Assignment =
Scan the entries for the word "bowl" and return every line that has it.

Records drawn from a dataset =
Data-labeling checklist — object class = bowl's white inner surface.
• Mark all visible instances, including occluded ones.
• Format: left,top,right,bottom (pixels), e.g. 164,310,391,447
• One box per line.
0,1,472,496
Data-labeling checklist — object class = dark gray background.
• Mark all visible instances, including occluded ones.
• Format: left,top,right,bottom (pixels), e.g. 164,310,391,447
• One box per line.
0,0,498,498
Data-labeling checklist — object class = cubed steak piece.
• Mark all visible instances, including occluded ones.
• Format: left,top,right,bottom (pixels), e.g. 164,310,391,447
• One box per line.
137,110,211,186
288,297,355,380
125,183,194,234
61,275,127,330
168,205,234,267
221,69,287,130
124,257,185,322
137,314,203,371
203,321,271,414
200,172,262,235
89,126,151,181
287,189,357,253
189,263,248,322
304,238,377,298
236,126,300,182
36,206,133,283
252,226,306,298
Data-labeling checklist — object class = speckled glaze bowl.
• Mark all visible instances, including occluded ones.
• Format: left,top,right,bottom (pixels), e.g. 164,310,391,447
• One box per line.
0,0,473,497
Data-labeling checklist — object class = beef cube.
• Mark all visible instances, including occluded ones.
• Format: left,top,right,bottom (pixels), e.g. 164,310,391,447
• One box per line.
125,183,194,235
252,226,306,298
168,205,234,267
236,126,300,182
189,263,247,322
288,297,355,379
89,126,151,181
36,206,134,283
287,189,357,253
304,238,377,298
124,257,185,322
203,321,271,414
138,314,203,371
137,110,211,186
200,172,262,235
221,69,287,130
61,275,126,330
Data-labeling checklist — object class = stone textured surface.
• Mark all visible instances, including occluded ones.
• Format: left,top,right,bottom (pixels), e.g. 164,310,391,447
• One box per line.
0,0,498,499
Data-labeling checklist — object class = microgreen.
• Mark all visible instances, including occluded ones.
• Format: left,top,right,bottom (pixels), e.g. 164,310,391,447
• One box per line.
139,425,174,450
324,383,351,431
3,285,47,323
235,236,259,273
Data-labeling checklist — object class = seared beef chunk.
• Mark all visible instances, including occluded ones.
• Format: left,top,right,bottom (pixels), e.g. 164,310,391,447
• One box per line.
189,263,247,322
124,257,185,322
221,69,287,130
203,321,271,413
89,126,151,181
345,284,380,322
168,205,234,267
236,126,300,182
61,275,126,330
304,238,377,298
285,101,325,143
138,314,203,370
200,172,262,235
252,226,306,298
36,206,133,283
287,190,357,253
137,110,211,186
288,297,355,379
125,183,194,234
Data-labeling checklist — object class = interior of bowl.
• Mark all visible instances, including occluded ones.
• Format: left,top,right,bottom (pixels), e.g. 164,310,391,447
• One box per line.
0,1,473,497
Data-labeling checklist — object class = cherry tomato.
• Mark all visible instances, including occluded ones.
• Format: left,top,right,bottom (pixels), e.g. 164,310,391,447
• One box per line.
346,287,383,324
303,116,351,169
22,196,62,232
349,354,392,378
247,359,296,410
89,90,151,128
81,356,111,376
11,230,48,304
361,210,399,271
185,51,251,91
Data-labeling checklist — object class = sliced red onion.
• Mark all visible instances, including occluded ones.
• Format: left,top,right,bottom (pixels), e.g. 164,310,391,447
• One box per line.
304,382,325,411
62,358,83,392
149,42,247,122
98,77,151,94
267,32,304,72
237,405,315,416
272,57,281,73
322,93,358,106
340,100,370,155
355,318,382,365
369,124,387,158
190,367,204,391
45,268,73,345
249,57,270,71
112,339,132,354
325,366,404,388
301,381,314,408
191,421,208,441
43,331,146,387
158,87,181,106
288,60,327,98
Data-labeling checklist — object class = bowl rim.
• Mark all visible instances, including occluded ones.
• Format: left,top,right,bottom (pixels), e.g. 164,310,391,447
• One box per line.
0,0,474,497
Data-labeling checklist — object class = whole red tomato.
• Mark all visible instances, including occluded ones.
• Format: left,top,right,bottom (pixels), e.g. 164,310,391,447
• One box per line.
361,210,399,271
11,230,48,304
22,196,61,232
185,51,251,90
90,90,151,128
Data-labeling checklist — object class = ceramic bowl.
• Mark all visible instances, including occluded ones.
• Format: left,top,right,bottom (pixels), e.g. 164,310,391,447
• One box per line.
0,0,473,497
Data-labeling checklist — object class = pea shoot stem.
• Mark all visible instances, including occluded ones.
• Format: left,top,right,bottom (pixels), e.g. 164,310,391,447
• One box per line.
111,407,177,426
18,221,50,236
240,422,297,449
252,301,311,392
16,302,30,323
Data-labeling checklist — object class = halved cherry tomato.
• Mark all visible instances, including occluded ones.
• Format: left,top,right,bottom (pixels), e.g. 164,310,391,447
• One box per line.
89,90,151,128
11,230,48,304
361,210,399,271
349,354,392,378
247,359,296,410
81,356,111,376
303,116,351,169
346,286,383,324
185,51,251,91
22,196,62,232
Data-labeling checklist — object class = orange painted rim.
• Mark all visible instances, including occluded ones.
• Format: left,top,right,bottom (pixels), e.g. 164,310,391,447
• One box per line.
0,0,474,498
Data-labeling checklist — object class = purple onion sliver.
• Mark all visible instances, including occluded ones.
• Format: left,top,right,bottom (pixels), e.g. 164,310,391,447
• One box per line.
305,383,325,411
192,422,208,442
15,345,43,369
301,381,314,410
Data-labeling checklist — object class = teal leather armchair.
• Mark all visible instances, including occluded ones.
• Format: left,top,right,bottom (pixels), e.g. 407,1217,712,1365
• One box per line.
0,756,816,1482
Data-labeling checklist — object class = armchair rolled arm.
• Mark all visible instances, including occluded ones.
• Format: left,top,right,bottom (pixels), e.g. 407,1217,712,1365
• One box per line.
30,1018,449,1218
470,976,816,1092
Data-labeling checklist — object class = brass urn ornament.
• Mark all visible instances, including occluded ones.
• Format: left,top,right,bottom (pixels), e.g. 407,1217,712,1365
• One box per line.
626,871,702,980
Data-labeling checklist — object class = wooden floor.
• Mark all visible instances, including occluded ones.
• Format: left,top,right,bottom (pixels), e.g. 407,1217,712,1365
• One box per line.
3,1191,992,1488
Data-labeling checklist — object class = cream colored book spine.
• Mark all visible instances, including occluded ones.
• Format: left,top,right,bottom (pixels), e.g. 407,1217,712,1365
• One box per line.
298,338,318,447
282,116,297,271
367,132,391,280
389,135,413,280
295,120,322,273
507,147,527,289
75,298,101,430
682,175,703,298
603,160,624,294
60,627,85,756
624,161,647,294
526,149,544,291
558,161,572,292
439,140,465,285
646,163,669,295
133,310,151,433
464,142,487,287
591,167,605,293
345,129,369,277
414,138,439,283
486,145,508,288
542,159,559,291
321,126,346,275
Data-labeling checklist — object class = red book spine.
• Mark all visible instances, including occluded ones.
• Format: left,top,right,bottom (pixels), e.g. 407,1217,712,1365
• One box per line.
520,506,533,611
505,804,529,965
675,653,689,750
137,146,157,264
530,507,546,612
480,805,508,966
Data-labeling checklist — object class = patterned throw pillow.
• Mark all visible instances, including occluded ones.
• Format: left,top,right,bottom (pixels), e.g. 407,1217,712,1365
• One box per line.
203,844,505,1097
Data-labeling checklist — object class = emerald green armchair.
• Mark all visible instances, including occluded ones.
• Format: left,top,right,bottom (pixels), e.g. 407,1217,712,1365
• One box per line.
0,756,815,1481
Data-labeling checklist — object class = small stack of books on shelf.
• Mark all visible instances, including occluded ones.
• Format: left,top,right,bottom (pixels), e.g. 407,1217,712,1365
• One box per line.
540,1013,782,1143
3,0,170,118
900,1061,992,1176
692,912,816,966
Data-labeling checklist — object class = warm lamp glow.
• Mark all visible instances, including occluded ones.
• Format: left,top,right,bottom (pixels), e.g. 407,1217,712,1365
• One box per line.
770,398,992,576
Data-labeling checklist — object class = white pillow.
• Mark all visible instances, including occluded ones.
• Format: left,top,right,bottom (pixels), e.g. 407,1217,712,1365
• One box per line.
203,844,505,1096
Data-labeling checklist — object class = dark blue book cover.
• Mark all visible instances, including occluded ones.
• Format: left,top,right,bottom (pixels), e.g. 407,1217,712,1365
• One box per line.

Response area =
Data-labeling checklist — object class = bowl's white inner surface.
Data-labeling checklist — object class = speckled glaze bowl.
Data-labeling checklist — object class = interior of bowl.
Data-labeling checklist — object class = bowl rim.
Data-labeling checklist — object class = ceramic bowl.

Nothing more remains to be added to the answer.